■ ROWS
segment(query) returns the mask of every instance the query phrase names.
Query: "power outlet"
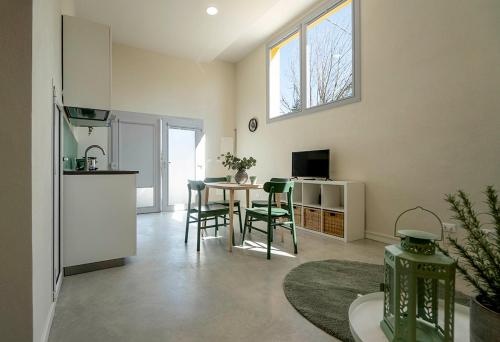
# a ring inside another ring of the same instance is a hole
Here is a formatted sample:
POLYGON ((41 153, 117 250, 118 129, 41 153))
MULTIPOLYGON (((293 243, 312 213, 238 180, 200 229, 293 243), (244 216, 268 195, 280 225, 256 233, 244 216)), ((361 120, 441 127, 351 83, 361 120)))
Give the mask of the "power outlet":
POLYGON ((445 233, 454 234, 457 232, 457 225, 455 223, 443 222, 443 231, 445 233))

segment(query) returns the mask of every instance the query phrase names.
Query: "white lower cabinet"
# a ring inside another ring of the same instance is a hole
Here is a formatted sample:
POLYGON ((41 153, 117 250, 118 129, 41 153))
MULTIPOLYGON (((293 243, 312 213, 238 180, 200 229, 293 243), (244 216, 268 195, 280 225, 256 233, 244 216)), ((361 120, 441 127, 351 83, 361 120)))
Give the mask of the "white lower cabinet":
POLYGON ((64 267, 136 254, 136 174, 64 175, 64 267))

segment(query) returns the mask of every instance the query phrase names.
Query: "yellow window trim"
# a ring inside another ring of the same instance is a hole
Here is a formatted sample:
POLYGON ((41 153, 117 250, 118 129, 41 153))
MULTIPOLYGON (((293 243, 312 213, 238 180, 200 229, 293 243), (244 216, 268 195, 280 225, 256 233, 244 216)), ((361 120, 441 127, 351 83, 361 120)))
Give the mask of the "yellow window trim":
POLYGON ((307 29, 312 29, 314 26, 318 25, 318 24, 321 24, 323 21, 325 21, 329 16, 331 16, 332 14, 335 14, 337 13, 338 11, 340 11, 342 8, 346 7, 347 5, 350 5, 352 3, 352 0, 347 0, 343 3, 341 3, 340 5, 332 8, 330 11, 326 12, 325 14, 323 14, 321 17, 318 17, 316 19, 314 19, 314 21, 312 23, 310 23, 309 25, 307 25, 307 29))
MULTIPOLYGON (((332 14, 337 13, 338 11, 340 11, 344 7, 350 5, 351 3, 352 3, 352 0, 347 0, 347 1, 344 1, 343 3, 341 3, 340 5, 335 6, 334 8, 332 8, 331 10, 329 10, 328 12, 326 12, 325 14, 323 14, 322 16, 314 19, 314 21, 312 23, 310 23, 309 25, 307 25, 307 29, 308 30, 312 29, 316 25, 321 24, 324 20, 326 20, 332 14)), ((279 52, 279 50, 283 46, 287 45, 288 43, 290 43, 292 40, 294 40, 296 38, 299 38, 299 31, 291 34, 290 36, 288 36, 287 38, 283 39, 281 42, 279 42, 278 44, 276 44, 275 46, 273 46, 271 48, 271 60, 273 60, 274 57, 276 57, 276 54, 279 52)))
POLYGON ((295 32, 294 34, 291 34, 290 36, 288 36, 287 38, 283 39, 281 42, 279 42, 278 44, 276 44, 275 46, 273 46, 271 48, 271 60, 273 60, 273 58, 276 56, 276 54, 278 53, 278 51, 283 46, 287 45, 288 43, 290 43, 292 40, 294 40, 296 38, 299 38, 299 31, 295 32))

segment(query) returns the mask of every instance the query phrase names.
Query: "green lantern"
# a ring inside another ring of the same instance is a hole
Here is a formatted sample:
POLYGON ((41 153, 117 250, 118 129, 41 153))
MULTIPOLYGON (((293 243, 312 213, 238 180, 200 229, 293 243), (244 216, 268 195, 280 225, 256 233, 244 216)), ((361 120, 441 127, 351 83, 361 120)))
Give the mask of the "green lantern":
POLYGON ((389 341, 453 341, 455 261, 436 251, 439 237, 420 230, 397 230, 398 245, 385 247, 384 318, 380 327, 389 341), (439 296, 441 294, 441 296, 439 296), (439 298, 441 297, 441 298, 439 298), (442 317, 440 317, 441 315, 442 317))

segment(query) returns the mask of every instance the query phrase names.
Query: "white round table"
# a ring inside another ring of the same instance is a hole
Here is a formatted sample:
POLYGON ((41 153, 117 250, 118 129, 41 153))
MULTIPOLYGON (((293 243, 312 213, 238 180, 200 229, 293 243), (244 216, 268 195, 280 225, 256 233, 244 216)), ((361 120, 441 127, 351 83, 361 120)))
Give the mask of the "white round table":
MULTIPOLYGON (((380 328, 384 293, 375 292, 358 297, 349 307, 349 326, 356 342, 386 342, 380 328)), ((469 308, 455 303, 454 341, 469 342, 469 308)))

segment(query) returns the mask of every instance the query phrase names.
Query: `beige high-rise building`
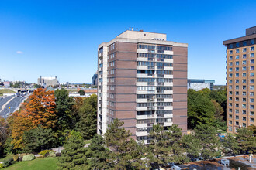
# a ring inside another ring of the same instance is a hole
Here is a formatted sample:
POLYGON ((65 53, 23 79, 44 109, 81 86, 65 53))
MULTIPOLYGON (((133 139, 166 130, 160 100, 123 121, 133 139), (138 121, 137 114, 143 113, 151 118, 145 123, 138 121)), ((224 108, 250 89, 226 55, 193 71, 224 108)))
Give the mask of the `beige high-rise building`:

■ STATED PROBLEM
Find each line in the listing above that contains the word "power" and copy it out. Case counts: a match must have the same capitalization.

■ EXERCISE ANSWER
Query: "power outlet"
Give the mask of the "power outlet":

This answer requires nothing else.